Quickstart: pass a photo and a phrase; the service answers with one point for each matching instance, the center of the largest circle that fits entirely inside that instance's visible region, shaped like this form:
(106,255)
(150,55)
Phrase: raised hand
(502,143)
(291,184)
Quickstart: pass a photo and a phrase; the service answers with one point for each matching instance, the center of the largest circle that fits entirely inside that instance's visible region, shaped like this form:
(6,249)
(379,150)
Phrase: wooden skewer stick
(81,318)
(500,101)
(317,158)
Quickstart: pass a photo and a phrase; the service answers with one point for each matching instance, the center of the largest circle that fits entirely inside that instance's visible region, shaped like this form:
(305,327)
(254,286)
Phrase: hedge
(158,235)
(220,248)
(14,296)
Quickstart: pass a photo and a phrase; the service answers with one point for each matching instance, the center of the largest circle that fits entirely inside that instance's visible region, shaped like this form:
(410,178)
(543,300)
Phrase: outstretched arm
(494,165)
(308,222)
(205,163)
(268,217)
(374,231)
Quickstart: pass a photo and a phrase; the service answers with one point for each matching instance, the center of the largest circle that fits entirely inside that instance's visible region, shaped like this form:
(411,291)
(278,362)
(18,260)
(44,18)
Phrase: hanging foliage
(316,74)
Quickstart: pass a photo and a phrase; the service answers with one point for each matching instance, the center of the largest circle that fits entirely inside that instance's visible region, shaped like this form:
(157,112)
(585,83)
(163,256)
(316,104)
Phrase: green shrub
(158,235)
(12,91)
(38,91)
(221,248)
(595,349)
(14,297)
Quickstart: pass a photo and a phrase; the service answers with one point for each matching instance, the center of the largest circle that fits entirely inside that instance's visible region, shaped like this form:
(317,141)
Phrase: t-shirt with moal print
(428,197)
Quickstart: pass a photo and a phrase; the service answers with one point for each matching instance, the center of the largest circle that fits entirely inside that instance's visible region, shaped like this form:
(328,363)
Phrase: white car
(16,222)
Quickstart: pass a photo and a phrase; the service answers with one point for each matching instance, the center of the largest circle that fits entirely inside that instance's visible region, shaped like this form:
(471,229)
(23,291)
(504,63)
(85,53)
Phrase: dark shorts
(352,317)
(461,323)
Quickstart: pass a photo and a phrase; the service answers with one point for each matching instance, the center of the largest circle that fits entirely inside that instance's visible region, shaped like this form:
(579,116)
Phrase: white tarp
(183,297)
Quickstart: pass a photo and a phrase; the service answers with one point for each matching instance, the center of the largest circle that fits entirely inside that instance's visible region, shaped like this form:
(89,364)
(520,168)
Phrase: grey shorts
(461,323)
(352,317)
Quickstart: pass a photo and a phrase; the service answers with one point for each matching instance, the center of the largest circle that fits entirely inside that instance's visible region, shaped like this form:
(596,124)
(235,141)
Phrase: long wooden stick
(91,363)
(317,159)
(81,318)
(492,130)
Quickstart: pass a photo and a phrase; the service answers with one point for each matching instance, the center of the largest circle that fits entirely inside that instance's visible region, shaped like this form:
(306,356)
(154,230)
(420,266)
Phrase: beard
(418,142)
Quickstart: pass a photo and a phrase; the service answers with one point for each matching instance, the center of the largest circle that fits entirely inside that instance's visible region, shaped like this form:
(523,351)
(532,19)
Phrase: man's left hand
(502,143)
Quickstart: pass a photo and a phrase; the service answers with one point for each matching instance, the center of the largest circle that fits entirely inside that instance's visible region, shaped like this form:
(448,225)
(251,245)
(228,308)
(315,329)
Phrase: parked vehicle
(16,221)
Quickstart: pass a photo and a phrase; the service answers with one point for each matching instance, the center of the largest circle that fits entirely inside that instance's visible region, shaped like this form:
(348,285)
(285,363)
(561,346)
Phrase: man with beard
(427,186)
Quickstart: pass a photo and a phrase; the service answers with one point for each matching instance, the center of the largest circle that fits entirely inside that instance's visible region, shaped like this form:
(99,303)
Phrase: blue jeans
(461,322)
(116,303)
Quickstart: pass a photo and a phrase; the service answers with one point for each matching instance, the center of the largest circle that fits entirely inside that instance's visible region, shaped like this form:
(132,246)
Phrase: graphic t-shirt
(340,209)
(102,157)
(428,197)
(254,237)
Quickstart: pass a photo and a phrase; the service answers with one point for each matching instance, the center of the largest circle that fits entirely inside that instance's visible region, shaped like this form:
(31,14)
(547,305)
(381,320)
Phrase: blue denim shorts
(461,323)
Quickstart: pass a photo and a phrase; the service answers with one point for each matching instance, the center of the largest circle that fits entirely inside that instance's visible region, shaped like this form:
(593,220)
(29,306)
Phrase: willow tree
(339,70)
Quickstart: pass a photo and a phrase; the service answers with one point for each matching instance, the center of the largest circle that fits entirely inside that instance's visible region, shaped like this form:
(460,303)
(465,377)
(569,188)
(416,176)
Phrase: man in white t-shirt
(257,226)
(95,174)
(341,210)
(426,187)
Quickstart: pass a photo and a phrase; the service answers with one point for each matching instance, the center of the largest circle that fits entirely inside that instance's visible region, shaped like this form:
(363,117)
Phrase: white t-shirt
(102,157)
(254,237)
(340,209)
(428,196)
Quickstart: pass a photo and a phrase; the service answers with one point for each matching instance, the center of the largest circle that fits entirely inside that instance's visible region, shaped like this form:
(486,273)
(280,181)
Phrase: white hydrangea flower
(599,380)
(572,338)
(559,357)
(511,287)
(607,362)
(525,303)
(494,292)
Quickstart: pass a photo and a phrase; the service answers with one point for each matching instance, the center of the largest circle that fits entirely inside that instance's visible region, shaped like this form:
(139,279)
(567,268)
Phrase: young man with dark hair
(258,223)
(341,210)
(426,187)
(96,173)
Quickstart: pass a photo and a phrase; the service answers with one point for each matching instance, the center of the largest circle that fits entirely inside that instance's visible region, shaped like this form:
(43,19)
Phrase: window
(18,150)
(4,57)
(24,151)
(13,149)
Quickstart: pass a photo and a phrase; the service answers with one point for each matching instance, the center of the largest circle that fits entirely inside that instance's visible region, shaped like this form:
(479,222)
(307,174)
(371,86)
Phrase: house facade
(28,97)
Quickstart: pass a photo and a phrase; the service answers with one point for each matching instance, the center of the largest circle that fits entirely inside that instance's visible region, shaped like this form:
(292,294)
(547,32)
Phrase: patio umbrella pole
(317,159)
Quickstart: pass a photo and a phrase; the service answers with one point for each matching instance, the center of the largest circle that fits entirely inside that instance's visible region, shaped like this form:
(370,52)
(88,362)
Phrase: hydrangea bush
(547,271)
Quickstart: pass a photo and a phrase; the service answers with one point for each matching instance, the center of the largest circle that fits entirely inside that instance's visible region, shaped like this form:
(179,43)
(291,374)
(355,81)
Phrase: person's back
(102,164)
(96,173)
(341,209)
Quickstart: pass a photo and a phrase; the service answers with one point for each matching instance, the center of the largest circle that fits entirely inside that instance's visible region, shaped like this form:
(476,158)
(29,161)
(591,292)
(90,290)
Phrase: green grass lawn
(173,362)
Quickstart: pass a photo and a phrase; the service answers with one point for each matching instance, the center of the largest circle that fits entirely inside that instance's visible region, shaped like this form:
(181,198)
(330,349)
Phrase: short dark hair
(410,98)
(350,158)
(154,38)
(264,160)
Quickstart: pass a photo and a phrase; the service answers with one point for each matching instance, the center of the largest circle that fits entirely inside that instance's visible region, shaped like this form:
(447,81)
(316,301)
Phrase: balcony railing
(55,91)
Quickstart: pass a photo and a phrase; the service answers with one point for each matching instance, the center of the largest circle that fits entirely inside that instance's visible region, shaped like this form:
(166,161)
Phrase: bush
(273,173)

• _AIM OF THE EXERCISE_
Extract the listing in its entirety, matching it exactly.

• _COMPLETED TASK_
Quickstart: pass a photo and a phrase; the service answers with one point for each matching instance, the center of the largest circle that fits entirely inside that instance's visible region, shaped like this form:
(106,255)
(150,55)
Phrase: raised hand
(502,143)
(291,184)
Quickstart: pass a photo and a phrase; the service answers with one point for each matching instance, the center of the largest circle that fits entirely inside that instance's visible region, shaped like this form:
(6,249)
(379,150)
Phrase: wooden skewer stick
(81,318)
(500,101)
(317,158)
Quickstart: pass a photo and a phrase; the service answers with one point for each matching instance, the center of the largest circle that fits entirely inside that instance's visible region, shaped like this form:
(305,327)
(254,286)
Phrase: hedge
(158,235)
(220,248)
(14,296)
Quickstart: pass a photo and a phrase; the service answers with one point for each matching instance, the center of the largest circle that fits entirely inside that instance's visible region, shaped like this form:
(410,178)
(543,300)
Phrase: outstretched arm
(494,165)
(308,222)
(205,163)
(268,217)
(374,231)
Quickstart: pass a photo and a phrase; the service answers with one point for each matching instance, the center of the largest circle that fits entirely inside that instance's visible region, shaped like this form:
(411,291)
(278,362)
(18,260)
(44,18)
Phrase: hanging foliage
(316,74)
Quickstart: pass a photo and a phrase; the service answers with one point for each matching instance, the center of the largest circle that fits entirely inside that instance's visible region, shaped like this form:
(157,112)
(585,83)
(163,256)
(316,104)
Phrase: green shrub
(158,235)
(12,91)
(38,91)
(221,248)
(595,349)
(14,297)
Quickstart: pass a photo and a phrase; the service answers with one point for each matching instance, the center of the largest circle that fits entirely inside that instance's visible region, shaped like this form:
(317,141)
Phrase: t-shirt with moal print
(428,197)
Quickstart: pass a photo and a phrase; the service answers with one point for each matching instance, the center of the largest circle that fits entirely inside that instance's visible region, shaped like this form:
(328,363)
Phrase: white car
(16,222)
Quickstart: pass a photo and a phrase; the service answers with one point for each matching instance, the center of the largest circle that fits entirely inside that instance's visible region, shaped like this form:
(471,229)
(23,291)
(504,63)
(85,53)
Phrase: dark shorts
(352,317)
(461,323)
Quickstart: pass a photo and a phrase; the service answers with one point for each matching instance, the center of the largest circle that fits entirely inside that instance's visible region, shaped like this form:
(579,116)
Phrase: white tarp
(183,297)
Quickstart: pass a photo and a phrase; the service answers with one point for each matching instance, the center of the largest circle that fits entirely inside that instance's visible region, shaped like this form:
(89,364)
(520,168)
Phrase: grey shorts
(461,323)
(352,317)
Quickstart: pass a photo and a phrase; the service answers with one point for each matching instance, the center of the largest circle that fits entirely inside that instance's visible region, shaped like this form:
(596,124)
(235,141)
Phrase: long wooden stick
(91,363)
(317,159)
(81,318)
(492,130)
Quickstart: pass a photo and a phrase; the service answers with one point for each matching instance, the center of the largest circle that fits entirely inside that instance's visible region, shaped like this form:
(306,356)
(154,230)
(420,266)
Phrase: beard
(418,142)
Quickstart: pass a photo and a phrase; the service answers with one point for each matching instance, the center of the largest circle that fits entirely inside that instance's visible region, shaped like this form:
(523,351)
(532,19)
Phrase: man's left hand
(502,143)
Quickstart: pass a photo and a phrase; the service answers with one point for each matching instance, the center of the largest circle that fits entirely inside that instance's visible region, shaped like this form:
(448,225)
(251,245)
(228,308)
(315,329)
Phrase: parked vehicle
(16,221)
Quickstart: pass a photo and a phrase; the service answers with one point for each matching instance, the center of the largest circle that fits entirely inside that instance's visible region, shaped like this form:
(348,285)
(285,363)
(561,346)
Phrase: man with beard
(427,186)
Quickstart: pass a photo and a phrase; the service answers with one point for each matching instance, the center of the largest circle that fits entirely inside that instance's visible region, shaped like this form:
(99,303)
Phrase: blue jeans
(461,322)
(116,303)
Quickstart: pass a photo and a phrase; the service answers with one point for each matching instance, the center of the largest circle that fits entirely inside that instance's visible region, shaped like this form:
(132,246)
Phrase: graphic t-shirt
(340,209)
(102,157)
(428,197)
(254,237)
Quickstart: pass a photo and a phrase; the service answers with one point for each matching instance, the center of the largest circle that fits entirely inside that instance's visible region, shaped like this form:
(31,14)
(547,305)
(381,320)
Phrase: blue denim shorts
(461,323)
Quickstart: pass a photo and a phrase; the service answers with one point for each matching instance, the center of the largest circle that fits entirely inside that instance's visible region, shaped like this form:
(593,220)
(29,306)
Phrase: willow tree
(339,70)
Quickstart: pass a photo and a phrase; the service answers with one point for each matching instance, the center of the largest circle that fits entirely inside that instance's visible region, shaped like this form:
(460,303)
(465,377)
(569,188)
(416,176)
Phrase: man in white t-shirt
(257,226)
(95,174)
(341,210)
(426,187)
Quickstart: pass a photo and a phrase; the service answers with one point for each matching instance, the center of the largest circle that fits entirely inside that instance's visible region, shaped like this form:
(363,117)
Phrase: white t-shirt
(102,157)
(254,237)
(340,209)
(428,196)
Quickstart: pass a photo and a phrase; the service answers with one point for each matching instance, the center of the largest circle that fits entirely inside that instance's visible region, shaped like this form:
(486,273)
(280,181)
Phrase: white hydrangea flower
(599,380)
(572,338)
(559,357)
(511,287)
(607,362)
(525,303)
(494,292)
Quickstart: pass a photo and a phrase; the service answers with one point for each matching instance, the center of the largest circle that fits entirely inside that instance's visible region, shaped like this form:
(139,279)
(567,268)
Phrase: young man with dark hair
(258,223)
(341,210)
(426,187)
(96,173)
Quickstart: pass a photo and a phrase; the service answers with one point for each matching instance, the center of the largest circle that fits entirely inside that instance's visible region, shaped like this form:
(43,19)
Phrase: window
(18,150)
(4,57)
(24,151)
(13,149)
Quickstart: pass a photo and a phrase; the service answers with one point for each matching instance, the center of the largest circle that fits entirely inside that instance's visible region, shaped like this form:
(479,222)
(307,174)
(371,86)
Phrase: house facade
(28,97)
Quickstart: pass a photo and a phrase; the service answers with one point for each matching instance, the center of the largest circle that fits entirely inside that instance's visible region, shaped like this form:
(292,294)
(547,32)
Phrase: patio umbrella pole
(317,159)
Quickstart: pass a photo and a phrase; the service answers with one point for each matching instance, the center of the largest circle that fits entirely inside that instance's visible region, shaped like this form:
(370,52)
(88,362)
Phrase: hydrangea bush
(547,271)
Quickstart: pass a photo and a phrase; the service answers with one point for each matching instance, the center of the largest circle that fits entirely inside that instance's visible region, shaped like this form:
(179,43)
(291,374)
(355,81)
Phrase: person's back
(102,164)
(96,173)
(341,209)
Quickstart: pass a photo and a phrase; the service answers with one point for each matching instance, the center of the largest circle that fits entirely inside that instance's visible region, shaped like this form:
(476,158)
(29,161)
(591,292)
(90,290)
Phrase: green grass lawn
(173,362)
Quickstart: pass a photo and a phrase; the service answers with one point for each matching instance, the center of the largest circle that fits entirely inside that instance's visible region, shaped like this form:
(181,198)
(330,349)
Phrase: short dark hair
(410,98)
(350,158)
(154,38)
(264,160)
Quickstart: pass a photo and a phrase; the service answers with one point for each matching instance, the center of the largest circle that fits entirely inside that instance's visible region, shaped like this form:
(447,81)
(316,301)
Phrase: balcony railing
(55,91)
Quickstart: pass a photo and a phrase; the service answers with one point for each matching instance, the center of the largest circle that fits entirely inside that instance's visible region, shaped like this form:
(166,161)
Phrase: bush
(273,173)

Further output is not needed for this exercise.